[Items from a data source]
::::::::::

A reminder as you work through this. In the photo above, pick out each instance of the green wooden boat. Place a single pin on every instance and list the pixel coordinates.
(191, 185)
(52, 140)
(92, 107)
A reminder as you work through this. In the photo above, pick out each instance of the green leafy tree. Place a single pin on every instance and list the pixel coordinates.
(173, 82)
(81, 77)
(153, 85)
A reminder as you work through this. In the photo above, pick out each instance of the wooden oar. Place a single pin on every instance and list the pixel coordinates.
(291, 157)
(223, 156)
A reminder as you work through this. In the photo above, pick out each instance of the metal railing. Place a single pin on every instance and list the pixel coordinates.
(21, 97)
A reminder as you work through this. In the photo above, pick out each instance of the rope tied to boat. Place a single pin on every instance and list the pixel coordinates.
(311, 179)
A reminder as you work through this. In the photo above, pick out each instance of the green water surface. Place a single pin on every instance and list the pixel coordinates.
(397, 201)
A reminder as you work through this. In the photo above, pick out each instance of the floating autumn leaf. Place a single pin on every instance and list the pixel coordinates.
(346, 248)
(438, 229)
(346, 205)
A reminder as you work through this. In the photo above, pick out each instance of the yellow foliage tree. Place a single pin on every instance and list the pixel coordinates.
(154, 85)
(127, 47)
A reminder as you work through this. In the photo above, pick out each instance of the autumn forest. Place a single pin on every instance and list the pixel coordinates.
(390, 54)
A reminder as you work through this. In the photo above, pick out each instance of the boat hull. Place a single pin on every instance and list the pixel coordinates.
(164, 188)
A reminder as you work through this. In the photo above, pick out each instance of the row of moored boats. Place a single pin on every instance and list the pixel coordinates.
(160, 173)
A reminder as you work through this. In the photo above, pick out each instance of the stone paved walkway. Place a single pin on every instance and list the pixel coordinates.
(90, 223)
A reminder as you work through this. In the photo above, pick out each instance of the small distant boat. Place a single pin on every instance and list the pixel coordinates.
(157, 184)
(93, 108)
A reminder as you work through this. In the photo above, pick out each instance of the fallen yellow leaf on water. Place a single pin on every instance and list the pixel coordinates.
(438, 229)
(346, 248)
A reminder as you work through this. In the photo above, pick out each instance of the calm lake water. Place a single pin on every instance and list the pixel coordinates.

::::::::::

▸ TASK STATEMENT
Every record above needs to be restated exactly.

▸ OUTPUT OF THE TASK
A reminder as you work through this. In the photo above, pick out each instance of the green wooden boat. Place a single pin on every instance and list the pixel coordinates.
(191, 185)
(52, 140)
(92, 107)
A reminder as you work through this. In the photo above, pick out each instance of the green leafy tree. Place a single pin on every instance and list the pixel coordinates.
(173, 82)
(81, 77)
(153, 85)
A reminder as you work through this. In the photo above, pick out each instance of the wooden oar. Place a single pin on every instance and list the pixel coordinates.
(291, 157)
(223, 156)
A reminder as you work through this. In the photo above, pick out each instance of the metal railing. Place a single pin on every instance and list the pixel coordinates.
(21, 97)
A reminder as you work through this. In the photo above, pick out each instance of the rope tied to boat. Place a single pin on every instance and list the pixel coordinates.
(311, 179)
A reminder as you work through this. In the photo above, pick out each instance of the green water surface. Place a single pin on every instance and list the pixel coordinates.
(397, 201)
A reminder as you work through this. In the photo above, pick out each instance of the floating autumn leaf. Place a single pin on every instance and list the pixel coordinates.
(346, 248)
(438, 229)
(346, 205)
A reminder as you work through this. In the photo above, pick out each instance of the yellow foliage tree. Place a single pin on every instance and list the pixel coordinates.
(154, 85)
(127, 47)
A reminder as you work through this. In the photo above, pick out each instance of the autumn forest. Place a single pin on every instance and list the pixel coordinates.
(390, 54)
A reminder as you work through this. In the photo above, pick out each instance of the boat hull. Place a single pin on every instance and list the pixel coordinates.
(164, 188)
A reminder as you work through this. In the photo above, pick out each instance of the row of moored boats. Place a single pin on every instance and list the pixel coordinates.
(160, 173)
A reminder as you work through this. In the photo above, pick out each instance of the stone paved walkway. Place a single pin on every instance and list the pixel coordinates.
(90, 223)
A reminder as you work through this. In the photo above, pick out each instance of the small distant boat. Place a single pin on every instance and list the pixel coordinates.
(157, 184)
(93, 108)
A reminder as you work through this. In the photo above, pick out each instance of the fallen yellow leaf on water. Place a single pin on every instance and list the pixel coordinates.
(438, 229)
(346, 248)
A reminder as you work through this. In the photo above, pick out each instance of the calm lake water. Place a single pin on every instance and list the pixel coordinates.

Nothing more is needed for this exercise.